*Problem to work on:* Your answer should be one number: how many lines below hold the word "walkway".

*Records for this exercise:*
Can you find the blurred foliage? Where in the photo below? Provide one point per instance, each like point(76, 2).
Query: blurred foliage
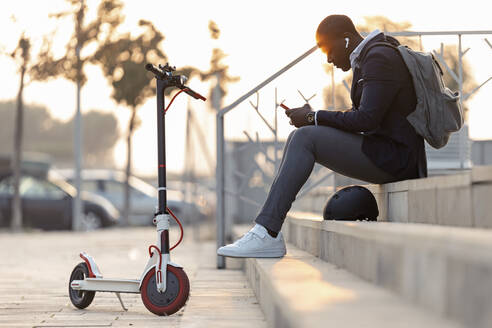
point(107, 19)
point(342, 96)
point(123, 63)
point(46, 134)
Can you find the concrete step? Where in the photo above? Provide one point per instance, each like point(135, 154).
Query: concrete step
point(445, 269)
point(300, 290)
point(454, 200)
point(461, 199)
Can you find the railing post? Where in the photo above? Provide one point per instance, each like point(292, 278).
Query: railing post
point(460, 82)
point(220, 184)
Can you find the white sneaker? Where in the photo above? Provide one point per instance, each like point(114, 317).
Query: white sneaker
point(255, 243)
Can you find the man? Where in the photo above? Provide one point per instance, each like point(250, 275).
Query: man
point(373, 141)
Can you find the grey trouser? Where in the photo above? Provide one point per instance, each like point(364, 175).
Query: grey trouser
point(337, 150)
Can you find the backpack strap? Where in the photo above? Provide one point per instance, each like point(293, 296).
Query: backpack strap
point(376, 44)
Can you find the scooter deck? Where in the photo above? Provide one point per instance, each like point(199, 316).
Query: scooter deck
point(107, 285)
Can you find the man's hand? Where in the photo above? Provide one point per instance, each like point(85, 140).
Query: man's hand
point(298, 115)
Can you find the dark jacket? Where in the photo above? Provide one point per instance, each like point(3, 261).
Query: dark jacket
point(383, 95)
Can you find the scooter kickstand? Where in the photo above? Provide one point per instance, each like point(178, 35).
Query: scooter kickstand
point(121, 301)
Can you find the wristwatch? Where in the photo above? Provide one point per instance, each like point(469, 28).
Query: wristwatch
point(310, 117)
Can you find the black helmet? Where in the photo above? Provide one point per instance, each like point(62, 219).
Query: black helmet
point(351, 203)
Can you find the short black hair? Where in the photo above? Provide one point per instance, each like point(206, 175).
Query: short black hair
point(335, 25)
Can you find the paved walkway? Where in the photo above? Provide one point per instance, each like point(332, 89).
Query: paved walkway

*Task answer:* 2